Task directions: Please substitute "JSON list" for "JSON array" throughout the records from the line with "Rules: pick out each instance of the torn" up to and including the line with "[[152, 137], [162, 191]]", and change nothing else. Give those lines back without the pictures.

Entries from a point annotation set:
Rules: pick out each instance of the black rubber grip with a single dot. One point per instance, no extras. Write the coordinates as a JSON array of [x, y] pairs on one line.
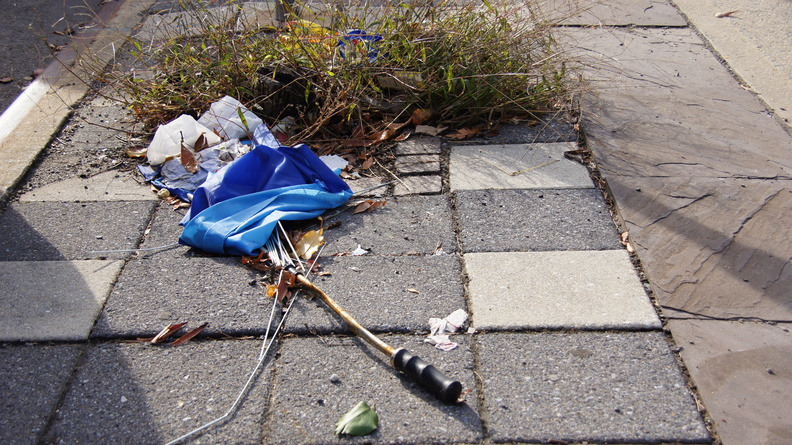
[[428, 376]]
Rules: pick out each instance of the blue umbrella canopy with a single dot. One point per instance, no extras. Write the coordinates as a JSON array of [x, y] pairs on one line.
[[235, 211]]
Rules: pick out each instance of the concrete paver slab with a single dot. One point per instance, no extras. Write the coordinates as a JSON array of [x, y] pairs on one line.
[[54, 230], [558, 290], [140, 393], [610, 13], [156, 291], [520, 220], [306, 404], [32, 379], [359, 185], [750, 41], [418, 185], [419, 146], [108, 186], [724, 249], [418, 164], [743, 371], [515, 166], [173, 25], [661, 105], [53, 300], [384, 294], [405, 225], [594, 387]]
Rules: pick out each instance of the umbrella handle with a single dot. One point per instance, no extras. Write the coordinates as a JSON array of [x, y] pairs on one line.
[[445, 389]]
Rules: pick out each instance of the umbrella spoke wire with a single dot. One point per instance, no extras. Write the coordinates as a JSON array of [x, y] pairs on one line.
[[275, 247]]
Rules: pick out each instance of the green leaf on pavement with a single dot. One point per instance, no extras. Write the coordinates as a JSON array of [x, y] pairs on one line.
[[359, 421]]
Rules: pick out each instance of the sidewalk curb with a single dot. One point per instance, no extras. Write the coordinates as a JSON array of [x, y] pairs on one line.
[[31, 121]]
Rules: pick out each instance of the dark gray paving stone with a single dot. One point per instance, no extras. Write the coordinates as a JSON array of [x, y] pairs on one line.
[[140, 393], [546, 129], [418, 164], [306, 404], [153, 292], [380, 293], [585, 386], [32, 378], [534, 220], [69, 231], [411, 224]]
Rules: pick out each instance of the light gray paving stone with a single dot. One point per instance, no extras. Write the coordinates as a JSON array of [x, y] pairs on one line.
[[585, 386], [405, 225], [419, 146], [359, 185], [557, 290], [142, 393], [57, 231], [53, 300], [384, 294], [522, 220], [306, 404], [515, 166], [32, 379], [418, 164], [418, 185], [155, 291], [108, 186]]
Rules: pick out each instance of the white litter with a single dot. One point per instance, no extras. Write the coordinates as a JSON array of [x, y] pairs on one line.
[[439, 328]]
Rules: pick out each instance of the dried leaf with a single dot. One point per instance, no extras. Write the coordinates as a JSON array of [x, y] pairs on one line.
[[465, 133], [167, 331], [272, 290], [309, 244], [359, 421], [188, 336], [188, 159], [287, 281], [136, 152], [362, 207], [200, 143], [376, 204], [431, 131], [721, 15], [421, 116], [368, 206]]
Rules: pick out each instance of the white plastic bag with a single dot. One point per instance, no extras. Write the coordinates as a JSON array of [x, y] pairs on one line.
[[223, 118], [167, 139]]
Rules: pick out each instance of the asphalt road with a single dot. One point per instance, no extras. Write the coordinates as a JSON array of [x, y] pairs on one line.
[[26, 29]]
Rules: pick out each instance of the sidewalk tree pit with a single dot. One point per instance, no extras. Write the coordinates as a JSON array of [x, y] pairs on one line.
[[350, 72]]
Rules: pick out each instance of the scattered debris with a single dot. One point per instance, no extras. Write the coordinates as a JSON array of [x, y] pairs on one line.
[[358, 421], [440, 328], [721, 15], [171, 329], [368, 206]]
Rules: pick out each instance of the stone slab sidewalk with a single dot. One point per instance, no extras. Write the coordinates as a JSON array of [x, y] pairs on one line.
[[568, 345]]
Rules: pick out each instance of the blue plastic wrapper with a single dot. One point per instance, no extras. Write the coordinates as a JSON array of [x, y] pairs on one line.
[[357, 43], [235, 211]]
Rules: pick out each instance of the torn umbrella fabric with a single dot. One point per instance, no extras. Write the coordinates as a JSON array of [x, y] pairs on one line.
[[235, 211]]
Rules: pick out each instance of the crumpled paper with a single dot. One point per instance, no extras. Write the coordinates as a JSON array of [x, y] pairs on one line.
[[440, 328]]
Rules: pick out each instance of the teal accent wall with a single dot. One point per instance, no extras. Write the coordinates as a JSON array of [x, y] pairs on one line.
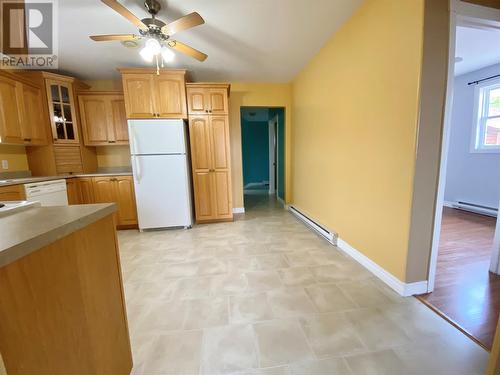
[[255, 151]]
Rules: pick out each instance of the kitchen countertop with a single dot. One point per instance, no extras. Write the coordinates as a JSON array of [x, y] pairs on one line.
[[24, 232], [27, 180]]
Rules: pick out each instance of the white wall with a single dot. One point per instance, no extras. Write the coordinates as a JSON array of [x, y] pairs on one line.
[[471, 177]]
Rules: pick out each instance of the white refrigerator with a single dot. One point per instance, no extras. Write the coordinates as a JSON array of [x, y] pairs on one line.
[[160, 166]]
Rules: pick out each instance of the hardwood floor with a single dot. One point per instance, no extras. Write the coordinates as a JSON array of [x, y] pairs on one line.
[[465, 291]]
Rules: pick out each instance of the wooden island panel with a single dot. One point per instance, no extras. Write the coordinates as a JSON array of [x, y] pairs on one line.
[[62, 309]]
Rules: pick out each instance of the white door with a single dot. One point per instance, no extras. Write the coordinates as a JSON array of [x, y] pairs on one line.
[[152, 137], [162, 191]]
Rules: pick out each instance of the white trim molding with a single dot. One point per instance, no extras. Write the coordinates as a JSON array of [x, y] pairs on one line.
[[317, 227], [403, 289]]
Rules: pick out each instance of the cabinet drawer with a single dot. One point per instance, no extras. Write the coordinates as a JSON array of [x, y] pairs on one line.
[[68, 159], [12, 193]]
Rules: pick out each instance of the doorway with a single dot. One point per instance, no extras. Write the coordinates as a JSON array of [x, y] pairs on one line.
[[461, 288], [263, 151]]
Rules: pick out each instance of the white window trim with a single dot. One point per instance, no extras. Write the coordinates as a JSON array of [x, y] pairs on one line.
[[478, 131]]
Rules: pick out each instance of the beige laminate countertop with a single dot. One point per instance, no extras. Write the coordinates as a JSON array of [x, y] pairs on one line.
[[28, 180], [25, 232]]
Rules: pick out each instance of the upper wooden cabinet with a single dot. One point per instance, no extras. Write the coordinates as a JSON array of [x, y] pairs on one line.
[[210, 151], [205, 98], [151, 95], [103, 117], [22, 113], [62, 111]]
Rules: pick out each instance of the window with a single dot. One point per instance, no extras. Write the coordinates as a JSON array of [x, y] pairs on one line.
[[487, 116]]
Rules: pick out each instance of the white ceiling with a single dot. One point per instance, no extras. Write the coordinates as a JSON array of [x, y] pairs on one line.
[[478, 48], [246, 40]]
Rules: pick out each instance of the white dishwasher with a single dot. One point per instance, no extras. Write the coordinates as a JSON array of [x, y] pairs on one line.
[[48, 193]]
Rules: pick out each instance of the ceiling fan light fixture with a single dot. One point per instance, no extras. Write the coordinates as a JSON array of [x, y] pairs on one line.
[[153, 46], [147, 55], [167, 54]]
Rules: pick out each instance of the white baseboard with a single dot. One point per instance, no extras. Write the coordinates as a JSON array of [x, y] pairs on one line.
[[403, 289]]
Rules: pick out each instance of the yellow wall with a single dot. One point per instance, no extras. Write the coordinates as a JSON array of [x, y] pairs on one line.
[[16, 156], [354, 130], [244, 94]]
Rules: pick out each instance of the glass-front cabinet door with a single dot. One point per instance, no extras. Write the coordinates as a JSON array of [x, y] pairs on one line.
[[62, 111]]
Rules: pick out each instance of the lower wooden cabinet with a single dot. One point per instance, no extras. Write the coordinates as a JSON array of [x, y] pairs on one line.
[[109, 189], [119, 190]]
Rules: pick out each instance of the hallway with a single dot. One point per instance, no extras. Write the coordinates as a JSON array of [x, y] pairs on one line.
[[265, 295]]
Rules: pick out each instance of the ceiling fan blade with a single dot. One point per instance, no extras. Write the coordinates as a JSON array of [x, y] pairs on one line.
[[117, 7], [120, 37], [185, 49], [184, 23]]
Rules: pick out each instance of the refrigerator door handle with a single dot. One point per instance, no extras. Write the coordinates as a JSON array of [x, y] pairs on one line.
[[137, 169]]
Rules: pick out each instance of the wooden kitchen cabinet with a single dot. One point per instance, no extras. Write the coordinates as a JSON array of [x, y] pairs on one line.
[[149, 95], [210, 155], [22, 116], [119, 190], [34, 120], [104, 121], [207, 99], [61, 104]]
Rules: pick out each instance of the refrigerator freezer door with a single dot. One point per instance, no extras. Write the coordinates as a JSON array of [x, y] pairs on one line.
[[162, 191], [153, 137]]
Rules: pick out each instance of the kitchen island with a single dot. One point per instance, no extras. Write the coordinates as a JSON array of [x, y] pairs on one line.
[[62, 309]]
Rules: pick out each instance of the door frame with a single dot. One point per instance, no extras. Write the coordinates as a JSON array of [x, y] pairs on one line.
[[273, 157], [467, 15]]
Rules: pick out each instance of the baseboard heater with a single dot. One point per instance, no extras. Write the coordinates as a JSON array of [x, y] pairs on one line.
[[476, 208], [318, 228]]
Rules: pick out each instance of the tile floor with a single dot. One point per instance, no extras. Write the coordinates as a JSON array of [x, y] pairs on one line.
[[265, 296]]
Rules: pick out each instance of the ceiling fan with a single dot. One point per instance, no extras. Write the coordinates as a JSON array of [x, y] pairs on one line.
[[156, 32]]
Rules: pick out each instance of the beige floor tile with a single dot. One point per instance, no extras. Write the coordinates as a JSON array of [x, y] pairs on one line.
[[281, 370], [229, 349], [179, 282], [249, 308], [329, 298], [341, 271], [332, 366], [271, 262], [212, 267], [365, 294], [174, 354], [163, 316], [377, 363], [375, 329], [331, 335], [259, 281], [297, 276], [300, 259], [228, 284], [204, 313], [195, 287], [289, 302], [242, 264], [281, 342]]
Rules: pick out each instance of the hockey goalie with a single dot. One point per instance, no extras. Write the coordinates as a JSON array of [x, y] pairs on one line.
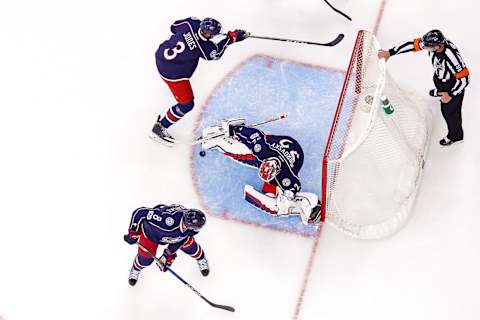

Complete response:
Rules: pick out each instance of the torn umbrella fabric with a single dot. One point per instance, no extras. Write the coordinates as a JSON list of [x, y] pairs on one line.
[[235, 211]]
Rules: pick out each instance of the crumpled paper with a single dot. One point per instance, no extras. Write the coordinates as a JSON list of [x, y] pairs on one line.
[[440, 328]]
Rules: pick out each instance of the teal accent wall with a single dot. One point per instance, no extras. Write the coordinates as a JSON list of [x, y] pairs on one line.
[[255, 151]]
Rules: pick out each instance of the kitchen countertop with a single dot. One point per instance, no extras. Write the coordinates as a JSON list of [x, y] pairs on one line.
[[24, 232], [27, 180]]
Rules: pick out each instance of the white wall with a single dot. One point per instance, no extras. Write the coordinates as a JSON list of [x, y] pairs on one line.
[[471, 177]]
Rules: pick out each instance of the white refrigerator with a single dot. One point per instance, no extras. Write the coordinates as a JSON list of [x, y] pairs on one line.
[[160, 166]]
Rules: pick out each instance of the hardwood floor with a single dot. One point per instance, no extras. Write the coordinates as a JSON list of [x, y] pairs on one line.
[[465, 291]]
Rules: pick out each instance of the wooden island panel with a single dot. One point per instance, no extras. Write the coordinates as a JSON list of [x, y] pairs on one line.
[[62, 309]]
Rules: pick out each instance of the white door with a single dot. One point per instance, no extras. Write the coordinates as a JSON list of [x, y] pairs on one line.
[[152, 137], [162, 191]]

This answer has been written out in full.